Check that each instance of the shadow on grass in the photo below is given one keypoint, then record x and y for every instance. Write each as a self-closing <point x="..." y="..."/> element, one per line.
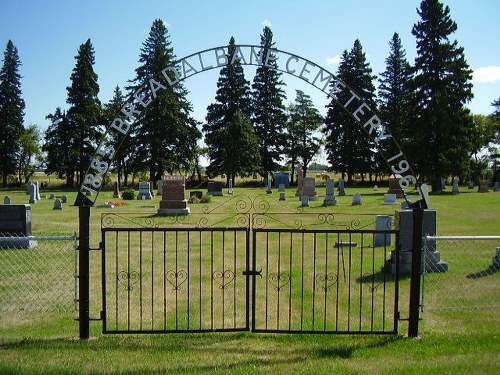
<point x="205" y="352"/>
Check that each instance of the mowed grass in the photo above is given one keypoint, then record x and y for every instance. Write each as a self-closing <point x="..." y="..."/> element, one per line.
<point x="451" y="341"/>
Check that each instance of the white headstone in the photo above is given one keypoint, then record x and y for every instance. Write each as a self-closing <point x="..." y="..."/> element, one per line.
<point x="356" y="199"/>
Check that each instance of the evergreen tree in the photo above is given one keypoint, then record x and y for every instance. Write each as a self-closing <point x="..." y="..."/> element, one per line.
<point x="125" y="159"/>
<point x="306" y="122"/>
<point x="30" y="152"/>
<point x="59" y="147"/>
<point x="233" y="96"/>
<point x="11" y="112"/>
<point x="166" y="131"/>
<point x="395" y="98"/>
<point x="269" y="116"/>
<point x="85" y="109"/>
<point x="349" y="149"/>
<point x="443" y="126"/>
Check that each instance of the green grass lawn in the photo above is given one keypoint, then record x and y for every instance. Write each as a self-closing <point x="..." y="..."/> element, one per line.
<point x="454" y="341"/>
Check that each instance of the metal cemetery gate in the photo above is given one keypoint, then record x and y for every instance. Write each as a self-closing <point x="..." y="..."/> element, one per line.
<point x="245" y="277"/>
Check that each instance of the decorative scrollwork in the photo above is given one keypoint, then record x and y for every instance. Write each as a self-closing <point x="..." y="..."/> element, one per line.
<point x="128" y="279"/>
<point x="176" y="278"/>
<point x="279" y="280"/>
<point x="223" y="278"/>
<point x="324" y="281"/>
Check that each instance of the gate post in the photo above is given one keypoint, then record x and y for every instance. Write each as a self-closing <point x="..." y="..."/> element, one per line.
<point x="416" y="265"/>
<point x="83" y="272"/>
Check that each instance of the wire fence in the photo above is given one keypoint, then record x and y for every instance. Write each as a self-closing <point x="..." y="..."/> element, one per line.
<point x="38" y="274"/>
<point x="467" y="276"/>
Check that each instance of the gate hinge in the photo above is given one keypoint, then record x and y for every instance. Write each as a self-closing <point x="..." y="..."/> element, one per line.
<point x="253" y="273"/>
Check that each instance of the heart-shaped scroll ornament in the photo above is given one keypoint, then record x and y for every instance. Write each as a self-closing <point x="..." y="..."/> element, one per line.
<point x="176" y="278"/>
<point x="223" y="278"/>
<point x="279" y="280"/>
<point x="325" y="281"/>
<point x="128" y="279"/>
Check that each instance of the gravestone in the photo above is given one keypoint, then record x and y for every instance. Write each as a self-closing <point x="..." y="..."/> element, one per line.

* * *

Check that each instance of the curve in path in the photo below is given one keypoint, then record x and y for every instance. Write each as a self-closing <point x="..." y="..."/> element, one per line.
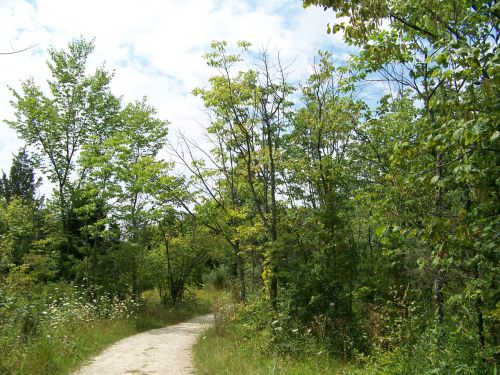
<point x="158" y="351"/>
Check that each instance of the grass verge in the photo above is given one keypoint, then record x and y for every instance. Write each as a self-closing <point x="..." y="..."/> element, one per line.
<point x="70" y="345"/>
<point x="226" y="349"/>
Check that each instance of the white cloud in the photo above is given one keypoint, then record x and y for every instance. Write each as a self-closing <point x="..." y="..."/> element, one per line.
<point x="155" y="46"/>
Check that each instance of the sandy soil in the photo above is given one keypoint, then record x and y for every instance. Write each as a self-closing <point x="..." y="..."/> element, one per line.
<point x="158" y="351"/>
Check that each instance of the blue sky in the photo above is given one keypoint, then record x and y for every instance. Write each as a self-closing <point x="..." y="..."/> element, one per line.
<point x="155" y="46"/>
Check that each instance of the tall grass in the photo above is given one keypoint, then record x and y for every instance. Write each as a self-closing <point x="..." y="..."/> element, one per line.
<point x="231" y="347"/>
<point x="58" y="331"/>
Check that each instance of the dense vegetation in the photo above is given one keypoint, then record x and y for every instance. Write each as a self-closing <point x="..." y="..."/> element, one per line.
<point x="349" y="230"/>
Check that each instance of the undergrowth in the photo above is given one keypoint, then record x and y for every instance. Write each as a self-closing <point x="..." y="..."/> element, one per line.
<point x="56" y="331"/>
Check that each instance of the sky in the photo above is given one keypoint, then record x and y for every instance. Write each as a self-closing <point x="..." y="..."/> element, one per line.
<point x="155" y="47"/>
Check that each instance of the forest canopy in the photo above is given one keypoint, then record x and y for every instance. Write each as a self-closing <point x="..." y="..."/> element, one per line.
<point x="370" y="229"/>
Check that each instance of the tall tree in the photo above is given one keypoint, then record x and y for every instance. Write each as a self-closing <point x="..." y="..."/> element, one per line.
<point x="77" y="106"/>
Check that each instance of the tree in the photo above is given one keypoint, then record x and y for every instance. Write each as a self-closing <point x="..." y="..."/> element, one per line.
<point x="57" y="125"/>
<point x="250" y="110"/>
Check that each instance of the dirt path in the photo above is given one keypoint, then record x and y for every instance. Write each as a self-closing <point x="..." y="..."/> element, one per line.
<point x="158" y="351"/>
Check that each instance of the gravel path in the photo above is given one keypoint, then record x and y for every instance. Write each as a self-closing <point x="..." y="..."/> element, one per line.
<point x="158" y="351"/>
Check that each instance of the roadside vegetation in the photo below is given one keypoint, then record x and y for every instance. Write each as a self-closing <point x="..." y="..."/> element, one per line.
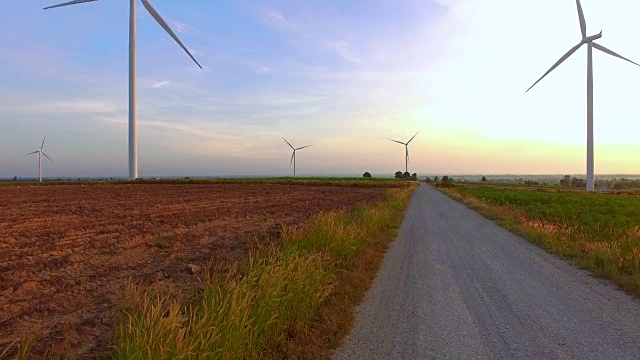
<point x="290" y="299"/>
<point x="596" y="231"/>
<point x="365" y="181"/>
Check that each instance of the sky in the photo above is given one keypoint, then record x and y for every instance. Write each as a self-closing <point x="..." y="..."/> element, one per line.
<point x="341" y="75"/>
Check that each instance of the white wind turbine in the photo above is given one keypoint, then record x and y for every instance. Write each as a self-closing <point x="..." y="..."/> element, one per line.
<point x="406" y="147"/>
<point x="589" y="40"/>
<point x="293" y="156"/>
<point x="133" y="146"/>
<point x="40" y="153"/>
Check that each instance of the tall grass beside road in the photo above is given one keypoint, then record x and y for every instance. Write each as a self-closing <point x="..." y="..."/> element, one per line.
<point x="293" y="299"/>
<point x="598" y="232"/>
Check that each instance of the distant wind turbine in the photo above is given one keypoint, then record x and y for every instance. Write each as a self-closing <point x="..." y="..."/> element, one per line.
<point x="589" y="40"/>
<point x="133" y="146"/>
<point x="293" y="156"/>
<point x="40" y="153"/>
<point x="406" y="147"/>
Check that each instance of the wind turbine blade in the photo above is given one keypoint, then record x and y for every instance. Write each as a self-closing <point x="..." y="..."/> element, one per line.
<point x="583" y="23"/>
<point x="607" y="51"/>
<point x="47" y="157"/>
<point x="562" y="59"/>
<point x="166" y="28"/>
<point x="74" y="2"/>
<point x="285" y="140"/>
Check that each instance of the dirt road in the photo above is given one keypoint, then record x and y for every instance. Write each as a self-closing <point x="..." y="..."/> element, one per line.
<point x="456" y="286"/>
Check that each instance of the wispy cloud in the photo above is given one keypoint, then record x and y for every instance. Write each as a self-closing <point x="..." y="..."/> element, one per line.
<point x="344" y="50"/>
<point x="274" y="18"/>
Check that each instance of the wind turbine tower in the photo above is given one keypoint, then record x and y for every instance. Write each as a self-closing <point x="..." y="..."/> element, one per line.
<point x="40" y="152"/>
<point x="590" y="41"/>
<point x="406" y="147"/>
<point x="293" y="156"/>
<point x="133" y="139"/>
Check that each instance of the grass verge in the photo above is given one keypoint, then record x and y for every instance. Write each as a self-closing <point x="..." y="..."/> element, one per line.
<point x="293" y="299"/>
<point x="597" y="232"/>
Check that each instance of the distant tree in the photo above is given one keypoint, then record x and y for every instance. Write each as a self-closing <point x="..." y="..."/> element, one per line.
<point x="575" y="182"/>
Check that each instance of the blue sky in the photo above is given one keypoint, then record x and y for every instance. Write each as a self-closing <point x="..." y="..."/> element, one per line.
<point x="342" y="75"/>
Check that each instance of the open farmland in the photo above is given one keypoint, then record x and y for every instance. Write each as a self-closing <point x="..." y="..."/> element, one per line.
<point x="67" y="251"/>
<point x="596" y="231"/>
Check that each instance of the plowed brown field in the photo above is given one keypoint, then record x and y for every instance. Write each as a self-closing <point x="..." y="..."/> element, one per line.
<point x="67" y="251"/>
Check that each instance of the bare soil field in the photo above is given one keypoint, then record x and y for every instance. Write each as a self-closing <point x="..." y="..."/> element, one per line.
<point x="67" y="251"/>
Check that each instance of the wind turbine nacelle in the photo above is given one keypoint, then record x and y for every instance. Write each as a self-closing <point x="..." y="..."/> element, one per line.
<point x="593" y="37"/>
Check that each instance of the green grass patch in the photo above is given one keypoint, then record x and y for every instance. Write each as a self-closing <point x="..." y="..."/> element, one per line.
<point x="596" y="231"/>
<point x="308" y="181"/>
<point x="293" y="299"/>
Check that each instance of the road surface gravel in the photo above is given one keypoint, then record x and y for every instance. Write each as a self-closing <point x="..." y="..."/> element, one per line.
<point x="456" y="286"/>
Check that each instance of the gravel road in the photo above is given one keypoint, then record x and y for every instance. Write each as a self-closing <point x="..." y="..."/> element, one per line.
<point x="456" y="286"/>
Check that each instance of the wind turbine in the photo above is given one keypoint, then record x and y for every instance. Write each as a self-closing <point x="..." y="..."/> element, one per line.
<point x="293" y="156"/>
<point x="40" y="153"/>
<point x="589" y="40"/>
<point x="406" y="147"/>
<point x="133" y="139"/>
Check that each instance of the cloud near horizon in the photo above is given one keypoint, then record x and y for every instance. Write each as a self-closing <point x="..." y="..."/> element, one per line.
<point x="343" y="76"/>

WHAT YOU NEED TO DO | Retype the portion of the data above that starts on the line with "Check that each instance of the gate post" and finishes on the line with "Check that each instance of the gravestone", including both of those lines.

SOLUTION BELOW |
Check that each instance of the gate post in the photo above is given one keypoint, then record x and y for every instance. Write each as a self-closing <point x="..." y="..."/> element, one per line.
<point x="416" y="265"/>
<point x="83" y="272"/>
Check that each instance of the wire fence in the photo above is given one keypoint, then record x and y for every instance. Write each as a self-closing <point x="..." y="..."/> element, one per line.
<point x="38" y="274"/>
<point x="467" y="276"/>
Check that each instance of the gate hinge in the photo above is given one keypoint, then record x and y for every instance. Write each as a self-closing <point x="..." y="..."/> element, one per line.
<point x="253" y="273"/>
Check that each instance of the heart-shaped scroll ornament in the photo above is given one keypoint, then record x and y for every instance. Write each as a self-closing <point x="..." y="..."/> element, one per line.
<point x="176" y="278"/>
<point x="223" y="278"/>
<point x="279" y="280"/>
<point x="325" y="281"/>
<point x="128" y="279"/>
Check that each instance of the gravestone in the photo above is given one keypoint, then record x and y for every instance. Write each as a self-closing <point x="..." y="..."/> element, one per line.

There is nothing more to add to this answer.